§ SELECTED PASSAGE:
== Segment start ==

GIRLS, Cyndi Lauper said, just want to have fun. But really they've been giving the boys a bad rap, boy horses that is.
A recent paper by a PhD student from Sydney School of Veterinary Science and published in the journal PLos ONE has put the girls under the microscope and the findings might just surprise and shatter a few myths in the process.
Conventional thinking proclaims stallions, the big boys of the equine family, are tough nuts considered dangerous or difficult and to be avoided at all costs, unless you are brave or foolish or both.
Geldings (castrated horses) are seen as safe, predictable, reliable, easy and willing by some.
The girls, fillies and mares, are kind and gentle by comparison.
Or are they just she-devils in disguise?
The girls, according to Kate Fenner's research, has identified mares to be as "bossy" or "unreliable" as stallions and those same traits, Ms Fenner says, could lead to welfare issues for the fairer gender.

== Segment end ==

§ PROBLEM: Print the part of the horse temperament article from "A recent paper" up to and including "foolish or both." without any changes.

§ DATASET CONTENT:

== Segment start ==

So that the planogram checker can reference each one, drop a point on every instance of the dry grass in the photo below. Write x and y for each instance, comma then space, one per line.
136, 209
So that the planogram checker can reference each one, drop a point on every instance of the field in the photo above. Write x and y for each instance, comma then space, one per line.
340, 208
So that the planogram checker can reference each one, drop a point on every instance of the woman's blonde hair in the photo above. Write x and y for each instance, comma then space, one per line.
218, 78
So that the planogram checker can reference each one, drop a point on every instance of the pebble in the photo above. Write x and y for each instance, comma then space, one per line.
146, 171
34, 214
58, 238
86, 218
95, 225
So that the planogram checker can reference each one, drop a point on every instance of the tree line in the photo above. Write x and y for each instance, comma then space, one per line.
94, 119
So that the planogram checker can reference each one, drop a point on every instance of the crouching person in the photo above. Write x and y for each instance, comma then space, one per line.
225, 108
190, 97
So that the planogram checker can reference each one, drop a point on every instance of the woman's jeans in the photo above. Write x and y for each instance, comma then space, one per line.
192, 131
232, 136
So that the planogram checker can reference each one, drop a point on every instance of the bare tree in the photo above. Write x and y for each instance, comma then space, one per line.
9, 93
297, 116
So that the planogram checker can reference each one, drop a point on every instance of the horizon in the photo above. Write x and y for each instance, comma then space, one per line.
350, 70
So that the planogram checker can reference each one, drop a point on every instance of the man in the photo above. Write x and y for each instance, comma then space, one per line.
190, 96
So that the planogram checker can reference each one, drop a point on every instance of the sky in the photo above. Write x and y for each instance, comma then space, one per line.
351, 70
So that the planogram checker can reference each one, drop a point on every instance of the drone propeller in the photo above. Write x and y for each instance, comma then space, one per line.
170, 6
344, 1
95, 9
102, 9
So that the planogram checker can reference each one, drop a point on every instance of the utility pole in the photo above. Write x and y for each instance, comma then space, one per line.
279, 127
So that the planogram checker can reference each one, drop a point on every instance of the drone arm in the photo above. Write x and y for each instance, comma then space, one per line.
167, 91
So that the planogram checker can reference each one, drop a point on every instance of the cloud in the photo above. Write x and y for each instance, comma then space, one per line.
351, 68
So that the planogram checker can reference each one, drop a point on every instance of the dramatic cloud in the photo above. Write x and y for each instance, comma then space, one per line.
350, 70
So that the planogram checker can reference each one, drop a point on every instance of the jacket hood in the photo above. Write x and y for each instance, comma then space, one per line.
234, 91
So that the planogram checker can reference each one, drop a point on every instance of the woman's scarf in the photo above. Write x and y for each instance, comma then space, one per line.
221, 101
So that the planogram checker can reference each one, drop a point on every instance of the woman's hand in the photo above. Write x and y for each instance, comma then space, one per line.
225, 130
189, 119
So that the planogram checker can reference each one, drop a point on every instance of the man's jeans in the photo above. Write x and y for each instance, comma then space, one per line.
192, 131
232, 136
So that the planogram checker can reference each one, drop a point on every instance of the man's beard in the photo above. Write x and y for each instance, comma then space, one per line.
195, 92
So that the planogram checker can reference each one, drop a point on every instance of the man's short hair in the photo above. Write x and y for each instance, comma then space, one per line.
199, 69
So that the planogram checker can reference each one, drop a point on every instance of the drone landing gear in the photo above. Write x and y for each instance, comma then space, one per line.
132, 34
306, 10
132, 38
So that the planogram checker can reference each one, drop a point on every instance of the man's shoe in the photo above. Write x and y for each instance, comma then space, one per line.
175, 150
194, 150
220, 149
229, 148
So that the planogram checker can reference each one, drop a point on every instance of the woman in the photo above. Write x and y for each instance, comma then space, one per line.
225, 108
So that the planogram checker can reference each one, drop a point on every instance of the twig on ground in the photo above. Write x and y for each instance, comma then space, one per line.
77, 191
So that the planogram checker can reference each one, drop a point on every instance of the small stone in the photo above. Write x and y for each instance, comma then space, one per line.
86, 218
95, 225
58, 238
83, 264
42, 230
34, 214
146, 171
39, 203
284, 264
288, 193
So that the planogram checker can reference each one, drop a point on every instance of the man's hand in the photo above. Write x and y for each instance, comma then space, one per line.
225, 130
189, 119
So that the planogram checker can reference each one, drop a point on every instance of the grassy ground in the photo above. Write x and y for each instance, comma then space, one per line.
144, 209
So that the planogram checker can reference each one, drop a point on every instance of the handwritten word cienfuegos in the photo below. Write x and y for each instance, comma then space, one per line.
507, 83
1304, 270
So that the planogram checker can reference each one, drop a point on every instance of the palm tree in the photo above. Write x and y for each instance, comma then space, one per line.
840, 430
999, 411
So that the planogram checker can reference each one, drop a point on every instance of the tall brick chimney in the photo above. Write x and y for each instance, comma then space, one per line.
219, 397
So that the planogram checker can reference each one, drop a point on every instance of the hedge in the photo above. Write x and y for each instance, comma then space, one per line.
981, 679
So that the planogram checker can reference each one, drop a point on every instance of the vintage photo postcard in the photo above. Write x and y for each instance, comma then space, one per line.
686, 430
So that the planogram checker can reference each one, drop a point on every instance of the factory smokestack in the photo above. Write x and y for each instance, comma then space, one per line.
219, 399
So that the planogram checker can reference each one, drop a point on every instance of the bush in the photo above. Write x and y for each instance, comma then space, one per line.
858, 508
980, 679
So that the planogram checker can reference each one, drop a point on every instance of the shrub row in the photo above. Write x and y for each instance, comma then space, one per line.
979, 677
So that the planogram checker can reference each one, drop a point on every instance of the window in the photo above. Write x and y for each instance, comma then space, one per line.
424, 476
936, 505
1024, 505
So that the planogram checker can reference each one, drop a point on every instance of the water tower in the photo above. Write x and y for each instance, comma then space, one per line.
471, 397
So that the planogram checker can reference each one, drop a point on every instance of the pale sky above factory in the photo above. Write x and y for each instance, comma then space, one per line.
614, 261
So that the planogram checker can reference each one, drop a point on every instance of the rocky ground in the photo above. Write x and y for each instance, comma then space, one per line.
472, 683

== Segment end ==

§ TASK RESULT:
A recent paper by a PhD student from Sydney School of Veterinary Science and published in the journal PLos ONE has put the girls under the microscope and the findings might just surprise and shatter a few myths in the process.
Conventional thinking proclaims stallions, the big boys of the equine family, are tough nuts considered dangerous or difficult and to be avoided at all costs, unless you are brave or foolish or both.